» **WHAT IS BEING ASKED**: The word "output" occurs in some lines of the data. Return each such line.

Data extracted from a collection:
-- -- --
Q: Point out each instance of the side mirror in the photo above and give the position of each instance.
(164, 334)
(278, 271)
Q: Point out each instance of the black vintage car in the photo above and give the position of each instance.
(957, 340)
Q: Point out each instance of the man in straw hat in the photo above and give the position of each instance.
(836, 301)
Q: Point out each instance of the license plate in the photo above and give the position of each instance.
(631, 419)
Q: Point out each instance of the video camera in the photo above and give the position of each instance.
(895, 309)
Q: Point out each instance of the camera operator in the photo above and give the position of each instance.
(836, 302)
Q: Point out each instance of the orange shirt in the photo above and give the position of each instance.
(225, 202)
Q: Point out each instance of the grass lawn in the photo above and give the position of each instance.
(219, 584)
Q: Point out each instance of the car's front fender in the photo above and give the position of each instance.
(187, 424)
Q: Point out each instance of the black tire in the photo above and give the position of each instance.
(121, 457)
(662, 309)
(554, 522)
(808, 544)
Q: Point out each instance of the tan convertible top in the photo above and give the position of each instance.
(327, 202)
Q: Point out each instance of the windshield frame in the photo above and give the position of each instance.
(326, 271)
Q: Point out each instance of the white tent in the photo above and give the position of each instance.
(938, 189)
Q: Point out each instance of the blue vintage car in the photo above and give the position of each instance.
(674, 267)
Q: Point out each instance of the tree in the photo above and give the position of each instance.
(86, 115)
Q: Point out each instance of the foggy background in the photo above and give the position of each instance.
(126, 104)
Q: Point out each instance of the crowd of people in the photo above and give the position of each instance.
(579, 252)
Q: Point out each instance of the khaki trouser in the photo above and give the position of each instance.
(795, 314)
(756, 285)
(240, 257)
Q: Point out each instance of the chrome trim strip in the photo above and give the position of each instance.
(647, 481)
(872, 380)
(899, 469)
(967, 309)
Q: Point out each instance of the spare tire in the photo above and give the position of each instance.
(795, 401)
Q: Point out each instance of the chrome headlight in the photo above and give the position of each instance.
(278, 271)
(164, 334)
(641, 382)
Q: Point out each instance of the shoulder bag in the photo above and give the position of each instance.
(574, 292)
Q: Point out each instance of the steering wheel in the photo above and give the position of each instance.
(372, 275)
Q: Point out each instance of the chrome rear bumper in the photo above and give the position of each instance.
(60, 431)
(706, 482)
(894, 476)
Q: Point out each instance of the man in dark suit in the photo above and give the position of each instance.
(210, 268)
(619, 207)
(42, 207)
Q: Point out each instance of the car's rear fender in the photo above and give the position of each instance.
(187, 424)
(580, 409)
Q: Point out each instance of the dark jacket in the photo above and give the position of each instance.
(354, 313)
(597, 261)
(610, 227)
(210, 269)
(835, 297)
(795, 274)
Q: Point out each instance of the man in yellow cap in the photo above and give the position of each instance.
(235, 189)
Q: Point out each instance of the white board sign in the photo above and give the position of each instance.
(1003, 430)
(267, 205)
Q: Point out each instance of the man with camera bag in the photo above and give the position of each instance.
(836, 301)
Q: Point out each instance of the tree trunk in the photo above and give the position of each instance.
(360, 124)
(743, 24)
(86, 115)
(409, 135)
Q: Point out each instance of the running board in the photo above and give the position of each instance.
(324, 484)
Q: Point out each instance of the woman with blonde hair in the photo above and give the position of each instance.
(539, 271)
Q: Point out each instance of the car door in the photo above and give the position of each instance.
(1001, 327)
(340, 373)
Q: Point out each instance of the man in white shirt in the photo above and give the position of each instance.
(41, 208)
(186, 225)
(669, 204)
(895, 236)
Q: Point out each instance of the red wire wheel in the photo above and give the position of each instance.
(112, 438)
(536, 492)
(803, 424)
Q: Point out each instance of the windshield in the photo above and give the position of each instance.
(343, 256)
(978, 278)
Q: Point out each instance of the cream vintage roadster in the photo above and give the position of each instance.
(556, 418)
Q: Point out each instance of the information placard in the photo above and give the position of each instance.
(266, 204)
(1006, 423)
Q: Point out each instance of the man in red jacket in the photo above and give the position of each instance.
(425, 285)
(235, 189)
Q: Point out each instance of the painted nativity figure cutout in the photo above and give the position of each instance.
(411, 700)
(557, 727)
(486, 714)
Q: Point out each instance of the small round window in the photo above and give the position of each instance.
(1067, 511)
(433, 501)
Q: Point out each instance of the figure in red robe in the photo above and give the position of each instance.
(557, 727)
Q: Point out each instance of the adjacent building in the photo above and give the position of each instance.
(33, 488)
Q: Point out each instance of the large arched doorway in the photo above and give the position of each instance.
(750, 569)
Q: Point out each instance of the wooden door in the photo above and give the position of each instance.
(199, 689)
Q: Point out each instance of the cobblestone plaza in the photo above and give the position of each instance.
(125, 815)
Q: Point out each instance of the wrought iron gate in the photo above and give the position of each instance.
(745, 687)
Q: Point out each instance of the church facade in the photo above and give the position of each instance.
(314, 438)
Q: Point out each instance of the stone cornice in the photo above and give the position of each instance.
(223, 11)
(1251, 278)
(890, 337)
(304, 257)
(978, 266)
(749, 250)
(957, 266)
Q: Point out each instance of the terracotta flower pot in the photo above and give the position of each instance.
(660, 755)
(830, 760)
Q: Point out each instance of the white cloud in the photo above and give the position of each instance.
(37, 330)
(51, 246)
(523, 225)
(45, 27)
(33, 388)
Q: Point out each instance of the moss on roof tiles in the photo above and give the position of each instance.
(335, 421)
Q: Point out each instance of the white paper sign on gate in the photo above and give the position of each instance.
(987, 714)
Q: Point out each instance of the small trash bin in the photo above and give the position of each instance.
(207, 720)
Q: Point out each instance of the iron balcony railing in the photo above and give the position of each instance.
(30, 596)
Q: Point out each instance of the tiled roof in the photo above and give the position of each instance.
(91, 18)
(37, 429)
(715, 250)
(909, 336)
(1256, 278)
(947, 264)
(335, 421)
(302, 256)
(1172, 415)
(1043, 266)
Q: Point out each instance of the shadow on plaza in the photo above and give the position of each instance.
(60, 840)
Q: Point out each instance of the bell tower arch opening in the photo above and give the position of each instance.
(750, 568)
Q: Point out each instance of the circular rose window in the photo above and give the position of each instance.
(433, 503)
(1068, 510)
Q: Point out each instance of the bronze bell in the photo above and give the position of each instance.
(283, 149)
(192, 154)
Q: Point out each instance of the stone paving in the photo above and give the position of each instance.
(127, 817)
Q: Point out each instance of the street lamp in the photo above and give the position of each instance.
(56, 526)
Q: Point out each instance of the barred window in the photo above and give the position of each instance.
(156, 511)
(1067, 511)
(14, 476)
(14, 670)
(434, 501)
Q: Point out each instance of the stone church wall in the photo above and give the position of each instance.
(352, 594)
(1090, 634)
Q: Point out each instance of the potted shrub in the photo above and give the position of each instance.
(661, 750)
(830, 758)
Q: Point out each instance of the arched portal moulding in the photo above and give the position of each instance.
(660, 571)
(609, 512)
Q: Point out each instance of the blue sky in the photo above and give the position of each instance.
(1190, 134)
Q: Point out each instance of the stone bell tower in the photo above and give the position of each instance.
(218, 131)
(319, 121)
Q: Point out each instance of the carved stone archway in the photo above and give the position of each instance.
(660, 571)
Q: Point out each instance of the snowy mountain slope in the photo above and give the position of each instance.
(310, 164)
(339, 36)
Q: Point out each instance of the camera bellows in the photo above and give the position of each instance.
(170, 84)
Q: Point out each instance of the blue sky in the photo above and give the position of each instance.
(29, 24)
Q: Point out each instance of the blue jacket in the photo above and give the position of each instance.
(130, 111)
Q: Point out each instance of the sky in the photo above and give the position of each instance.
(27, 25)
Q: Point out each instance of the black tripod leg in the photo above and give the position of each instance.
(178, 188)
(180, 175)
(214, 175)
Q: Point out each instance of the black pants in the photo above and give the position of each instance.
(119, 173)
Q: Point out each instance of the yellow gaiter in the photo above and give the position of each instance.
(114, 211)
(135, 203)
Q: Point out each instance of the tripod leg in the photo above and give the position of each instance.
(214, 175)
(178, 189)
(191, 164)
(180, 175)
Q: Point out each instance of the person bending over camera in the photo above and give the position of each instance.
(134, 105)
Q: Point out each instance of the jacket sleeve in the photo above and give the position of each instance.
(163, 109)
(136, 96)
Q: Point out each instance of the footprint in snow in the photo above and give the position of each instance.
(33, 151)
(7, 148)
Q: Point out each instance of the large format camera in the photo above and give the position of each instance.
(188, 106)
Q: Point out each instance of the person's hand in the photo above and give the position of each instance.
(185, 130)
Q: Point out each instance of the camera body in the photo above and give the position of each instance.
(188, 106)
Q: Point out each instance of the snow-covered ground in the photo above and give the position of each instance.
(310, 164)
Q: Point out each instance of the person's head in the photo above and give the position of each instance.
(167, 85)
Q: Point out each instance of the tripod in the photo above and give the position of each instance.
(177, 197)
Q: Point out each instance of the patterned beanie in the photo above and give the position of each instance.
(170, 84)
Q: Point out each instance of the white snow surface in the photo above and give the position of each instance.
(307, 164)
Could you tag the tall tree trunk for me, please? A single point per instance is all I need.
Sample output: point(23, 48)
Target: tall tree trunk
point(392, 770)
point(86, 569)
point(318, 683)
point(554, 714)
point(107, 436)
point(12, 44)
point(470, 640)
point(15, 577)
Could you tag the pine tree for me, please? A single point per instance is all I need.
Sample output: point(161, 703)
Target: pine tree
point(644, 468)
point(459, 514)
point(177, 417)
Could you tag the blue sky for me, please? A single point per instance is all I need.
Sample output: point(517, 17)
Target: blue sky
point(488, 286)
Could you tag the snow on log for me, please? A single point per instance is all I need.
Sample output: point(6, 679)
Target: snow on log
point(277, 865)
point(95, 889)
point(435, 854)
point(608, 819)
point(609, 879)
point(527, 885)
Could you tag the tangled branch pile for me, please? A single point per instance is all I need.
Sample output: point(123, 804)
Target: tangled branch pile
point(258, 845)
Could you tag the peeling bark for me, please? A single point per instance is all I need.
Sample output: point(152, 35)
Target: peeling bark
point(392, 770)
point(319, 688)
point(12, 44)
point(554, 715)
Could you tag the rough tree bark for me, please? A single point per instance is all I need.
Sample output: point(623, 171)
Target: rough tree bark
-- -- --
» **SOLUTION FOR THIS TASK**:
Sample output: point(23, 48)
Sample output: point(161, 703)
Sample output: point(517, 17)
Sample output: point(6, 679)
Sample output: point(123, 804)
Sample output: point(152, 35)
Sample output: point(623, 171)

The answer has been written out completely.